**Given passage**
Week 7: AI in Assessment Shifting Students Behaviour & Work

Last week I looked into AI in assessment with more of a surface level scope, not knowing too much around this topic initially and pulling mainly from the article, Assessment and AI by WesternU.ca and the Centre for Teaching and Learning. This week I really wanted to reapproach it as I found a very intriguing research article that I recommend reading through called, Al assessment changes human behavior, published on PNAS, which uses a psychological lens and also reveals the impacts of informing vs not informing individuals of the use of AI. There are simply so many layers to this exploration and it felt unrewarding leaving some critical and relevant ones unturned. Let’s uncover why AI assessment might change human behaviour, students’ work, ethics and approaches to learning.

Consequences for Those Taking Assessment and Organizations Conducting Assessment

My main thought or expectation when opening this article was on students mimicking teacher behaviour or use of AI. For example a student experiencing their teacher using AI to help or guide with assessment processes might feel driven or even pressured to copy this and use AI to assist in their own assignment processes through generating ideas, text or editing and revising to achieve a certain level that will be acknowledged by AI’s marking positively and reach its “standard”. This might be to satisfy students’ ability to manage or control as best as possible their own academic outcomes linking to grades, image, future and general success. This could in turn shift testing results, human centered contributions/engagement and cause students to build an overreliance on AI.

Students working in a classroom on a computer and phone. Photo by UX Indonesia on Unsplash
Photo by UX Indonesia on Unsplash

Over-reliance on AI / Analytical Responses

AI being used in assessment practices might lead to individuals’ tendency to use AI programs to reach success constantly even outside of education leading to lessened authenticity, creativity and mindfulness in their work if not balanced, done in a meaningful or informed way. One of the article’s studies (study 3) reveals this reaction by assessment takers as the article states they exemplified less general, “creativity , ethical and social considerations, risk-taking, and effort investment.” This is further elaborated upon throughout the article as it states, “current research shows that AI assessment leads people to present themselves as more analytical because they believe that AI particularly values analytical characteristics… (reflecting the “AI assessment effect.”)” For some, in order to achieve this AI version of a “perfect mark” might mean relying on its programs during the work portion/creation itself. This also brings into question what a “perfect mark” really means and if this should look different when human-centered or AI assisted, also reflecting what rubrics should represent and include.

Analytical Priority Belief

Based on the article’s findings, there is a strong “analytical priority belief” around AI programs causing what they call, “the AI assessment effect” as described above. This is not always the most accurate and could lead to inaccurate or lacking results by testers as AI programs have varying goals based most often on the way the system was actually trained / its training data. I also went in and asked ChatGPT4, “Which AI programs are not Analytical driven are they programmed to be this way or how is this controlled?” It solidified the fact that this is due to training but more particularly with modern and large language models (LLM’s) training which prioritize pattern-based reasoning.

Data analytics representation. Photo by Deng Xiang on Unsplash
Photo by Deng Xiang on Unsplash

Final Takeaway

At the end of the day assessment procedures are meant to effectively evaluate individuals authentic human-centered work, strengths and performance in order to provide valuable feedback and considerations to develop further growth and knowledge. As a student educator I would be very specific and open on the idea of using AI programs in this way or even just testing out different programs’ abilities in creating for instance a layered type of assessment integrating layers of human and AI feedback/marking. I feel it’s extremely important to allow students to express themselves freely especially in their everyday classroom contributions and assessment. If this were lessened by AI integration I would aim to prioritize human based assessment processes or AI that is not purely analytically driven to compare impacts within a classroom and encourage students trust around these experiences.

**What the task asks**
Copy the blog post on AI in assessment word for word, starting at "Last week I" and ending at "approaches to learning.". The stored items have no connection to the blog post on AI in assessment.

Stored items:
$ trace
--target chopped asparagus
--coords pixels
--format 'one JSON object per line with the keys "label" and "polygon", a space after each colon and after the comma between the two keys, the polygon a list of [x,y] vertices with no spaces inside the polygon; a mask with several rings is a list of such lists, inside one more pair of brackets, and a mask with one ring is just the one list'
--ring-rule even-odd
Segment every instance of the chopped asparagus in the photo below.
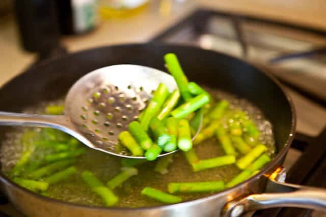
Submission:
{"label": "chopped asparagus", "polygon": [[164,126],[163,122],[154,117],[151,120],[149,127],[156,138],[157,145],[162,149],[164,148],[165,145],[170,141],[171,136],[168,133],[168,130]]}
{"label": "chopped asparagus", "polygon": [[138,174],[138,170],[134,167],[123,167],[122,171],[106,182],[110,189],[114,189],[131,176]]}
{"label": "chopped asparagus", "polygon": [[129,131],[144,150],[147,150],[153,144],[153,141],[138,121],[129,124]]}
{"label": "chopped asparagus", "polygon": [[216,130],[216,135],[221,143],[221,145],[227,154],[232,154],[236,156],[238,153],[235,151],[232,145],[231,140],[223,127],[219,127]]}
{"label": "chopped asparagus", "polygon": [[250,170],[252,172],[259,170],[270,161],[270,158],[269,158],[269,156],[266,153],[263,154],[252,164],[249,165],[246,169]]}
{"label": "chopped asparagus", "polygon": [[188,79],[183,73],[177,56],[174,53],[168,53],[164,56],[164,59],[168,70],[174,78],[182,98],[187,101],[192,98],[192,95],[188,91]]}
{"label": "chopped asparagus", "polygon": [[77,150],[69,150],[59,153],[54,153],[46,155],[44,157],[45,161],[48,163],[55,161],[60,161],[67,158],[74,158],[82,154],[84,154],[86,152],[85,148],[79,148]]}
{"label": "chopped asparagus", "polygon": [[243,170],[266,150],[267,147],[265,145],[258,144],[248,153],[238,160],[236,164],[238,167]]}
{"label": "chopped asparagus", "polygon": [[209,102],[209,97],[207,95],[200,94],[175,109],[171,112],[171,115],[177,118],[185,118]]}
{"label": "chopped asparagus", "polygon": [[88,170],[82,173],[82,178],[90,187],[92,191],[102,198],[105,204],[112,206],[118,202],[118,197],[103,183]]}
{"label": "chopped asparagus", "polygon": [[145,153],[145,157],[146,157],[147,161],[154,161],[157,158],[157,156],[161,153],[162,150],[162,148],[156,144],[154,144],[150,148],[147,149]]}
{"label": "chopped asparagus", "polygon": [[239,136],[231,136],[231,140],[233,146],[242,154],[246,154],[251,150],[251,148]]}
{"label": "chopped asparagus", "polygon": [[63,106],[48,106],[45,108],[45,113],[50,115],[60,115],[63,113],[65,107]]}
{"label": "chopped asparagus", "polygon": [[13,181],[22,187],[34,192],[46,191],[49,186],[49,183],[47,182],[25,179],[21,178],[14,178]]}
{"label": "chopped asparagus", "polygon": [[161,111],[157,115],[159,120],[162,120],[169,115],[171,111],[178,103],[180,98],[180,91],[178,89],[175,89],[165,101]]}
{"label": "chopped asparagus", "polygon": [[128,148],[133,156],[141,156],[144,154],[142,148],[128,131],[121,132],[119,135],[118,139],[121,144]]}
{"label": "chopped asparagus", "polygon": [[184,151],[193,147],[190,126],[185,119],[181,119],[178,123],[178,147]]}
{"label": "chopped asparagus", "polygon": [[159,109],[168,96],[168,87],[160,83],[142,117],[141,125],[145,131],[147,131],[151,120],[159,112]]}
{"label": "chopped asparagus", "polygon": [[24,176],[31,179],[38,179],[46,175],[50,175],[56,171],[63,169],[75,163],[75,162],[76,160],[74,159],[71,158],[52,163],[36,170],[26,173]]}
{"label": "chopped asparagus", "polygon": [[169,172],[168,167],[173,162],[173,154],[169,154],[167,156],[162,157],[157,160],[156,164],[155,164],[154,171],[160,173],[162,175],[165,175]]}
{"label": "chopped asparagus", "polygon": [[50,184],[54,184],[66,179],[76,173],[77,173],[77,169],[76,167],[72,166],[42,179]]}
{"label": "chopped asparagus", "polygon": [[234,178],[227,183],[226,187],[227,188],[231,188],[234,185],[238,184],[238,183],[242,182],[248,179],[252,174],[252,171],[248,170],[244,170],[238,174]]}
{"label": "chopped asparagus", "polygon": [[169,183],[168,191],[170,194],[178,193],[197,193],[220,192],[224,190],[223,181],[201,182]]}
{"label": "chopped asparagus", "polygon": [[194,172],[198,172],[207,169],[222,166],[228,165],[235,163],[235,157],[233,155],[227,155],[206,160],[201,160],[198,162],[193,164]]}
{"label": "chopped asparagus", "polygon": [[181,197],[169,195],[161,191],[150,187],[146,187],[142,191],[142,195],[165,203],[177,203],[182,201]]}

**Response box**
Last week I looked into AI in assessment with more of a surface level scope, not knowing too much around this topic initially and pulling mainly from the article, Assessment and AI by WesternU.ca and the Centre for Teaching and Learning. This week I really wanted to reapproach it as I found a very intriguing research article that I recommend reading through called, Al assessment changes human behavior, published on PNAS, which uses a psychological lens and also reveals the impacts of informing vs not informing individuals of the use of AI. There are simply so many layers to this exploration and it felt unrewarding leaving some critical and relevant ones unturned. Let’s uncover why AI assessment might change human behaviour, students’ work, ethics and approaches to learning.